### Stated problem 1
Find every line of the rows that contains the string "jacket", and copy each of those lines.

### Page text
- - - - - - -

57.9. In the final instance the Commission also referred to, and found that the signatures on the share certificates issued to Rammat as a shareholder were not those of Rammat's directors, Mekgwe and Tau, but was signed by an official of lnterwaste, Broodryk. This would somehow indicate once again lnterwaste's control over PWR to the exclusion of Rammat.
57.10. The fact that the annual financial statements were not signed by the directors of Rammat, again indicated that the black directors of PWR did not actively participate at decision making level in PWR.
57.11. The Commission found that the shareholders agreement concluded in February 2003, did not involve Rammat, wherefore Rammat was not bound by its terms.
57.12. The Commission also concluded that Rammat eventually sold its 26% shareholding to lnterwaste, as a result of the alleged threats to liquidate PWR, because of the fact that it could not obtain finance to rent or purchase its own equipment, in the light of the termination of the rental agreement by lnterwaste.
GROUNDS OF REVIEW
Non-compliance with Regulation 15(4) of the Regulation:
58. Regulation 15(4) reads as follows:
"(4) The Commission must within 1 (one) year of receipt of the compliant -
(a) conduct an assessment of the merit of the complaint;
(b) request any further information from the complainant by issuing Form B-BBEE 8;
(c) investigate the complaint if it is justifiable to do so;
(d) notify the respondent of the complaint;
(e) issue summons in a prescribed FORM B-BBEE 20, in terms of section 13K of the Act, as may be necessary;
(f) hold a formal hearing in terms of section 13J(2) of the Act, as may be necessary, in accordance with the procedures of the Commission; and
(g) make a finding, with or without recommendations."
59. It is common cause that Regulation 15(4)(g) requires the Commission to make a finding within one year of receipt of a complaint.
60. Mekgwe lodged his complaint with the Commission on 17 August 2016. The Commission was therefore required to complete its investigation by 17 August 2017. As set out earlier in this judgment, the final findings were however only issued on 3 February 2021, four years and six months after the complaint had been lodged.
61. The Regulations however provide for an extension of the one year period in the following terms of Regulation 15(15):
"(15) If the Commission is of the view that more time is warranted to conclude its process in respect of an investigation as contemplated in sub-Regulation (8), the Commission must inform the complainant of the need to extend the time, the circumstances warranting a longer period, and the exact period required as an extension."
62. It is a matter of logic that Regulation 15(15) should be implemented before the investigation period expires. Regulation 15(4) would be of no consequence if an extension could be granted any time after the expiry of the one year period. According to the evidence by the Commission, while conceding that it is required to issue its findings within one year of receiving the complaint, the Commission ostensibly applied for and received permission to extend the investigation from Mekgwe on 21 December 2017, four months after the expiry of the one year period. It should be noted that the request sent to Mekgwe by the Commission in this regard, in any event did not comply with the requirements of Regulation 15(15), in that it did not refer to or mention any circumstances warranting a longer period.

- - - - - - -

### Stated problem 2
In the judgment excerpt, on what date did Mekgwe lodge his complaint with the Commission?

### Data listing
- - - - - - -

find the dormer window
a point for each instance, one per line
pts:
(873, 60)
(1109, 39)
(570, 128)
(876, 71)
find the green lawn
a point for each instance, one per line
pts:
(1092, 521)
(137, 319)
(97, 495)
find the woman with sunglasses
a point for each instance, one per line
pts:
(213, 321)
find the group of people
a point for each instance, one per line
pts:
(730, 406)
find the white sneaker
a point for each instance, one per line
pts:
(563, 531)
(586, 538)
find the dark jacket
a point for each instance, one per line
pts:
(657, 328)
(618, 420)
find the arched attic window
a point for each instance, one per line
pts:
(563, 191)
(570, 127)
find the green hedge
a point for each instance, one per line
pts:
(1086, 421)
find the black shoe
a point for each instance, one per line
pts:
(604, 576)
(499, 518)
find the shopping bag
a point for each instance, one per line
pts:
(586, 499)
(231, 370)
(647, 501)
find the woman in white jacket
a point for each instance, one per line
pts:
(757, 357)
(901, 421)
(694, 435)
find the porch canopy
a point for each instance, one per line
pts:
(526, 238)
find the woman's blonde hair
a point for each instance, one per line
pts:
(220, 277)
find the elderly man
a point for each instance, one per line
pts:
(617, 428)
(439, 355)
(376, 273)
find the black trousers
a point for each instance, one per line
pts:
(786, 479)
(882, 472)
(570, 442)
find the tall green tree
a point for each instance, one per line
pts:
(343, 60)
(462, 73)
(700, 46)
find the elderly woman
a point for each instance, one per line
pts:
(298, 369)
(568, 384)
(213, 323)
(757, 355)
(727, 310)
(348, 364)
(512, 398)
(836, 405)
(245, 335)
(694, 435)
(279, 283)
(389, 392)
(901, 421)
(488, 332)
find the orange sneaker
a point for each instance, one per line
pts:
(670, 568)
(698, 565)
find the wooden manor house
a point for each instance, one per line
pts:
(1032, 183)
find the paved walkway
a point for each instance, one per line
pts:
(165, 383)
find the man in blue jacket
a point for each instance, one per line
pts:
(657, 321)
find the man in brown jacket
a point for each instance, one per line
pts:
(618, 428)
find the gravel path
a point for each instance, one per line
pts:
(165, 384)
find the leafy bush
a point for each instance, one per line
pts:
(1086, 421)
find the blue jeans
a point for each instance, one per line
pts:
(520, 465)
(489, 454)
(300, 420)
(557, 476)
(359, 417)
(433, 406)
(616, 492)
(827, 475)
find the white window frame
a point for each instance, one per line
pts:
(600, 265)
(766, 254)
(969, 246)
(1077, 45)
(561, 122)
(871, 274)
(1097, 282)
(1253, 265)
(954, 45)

- - - - - - -

### Exercise output 1
find the dark jacket
find the woman in white jacket
find the man in blue jacket
find the man in brown jacket

### Exercise output 2
17 August 2016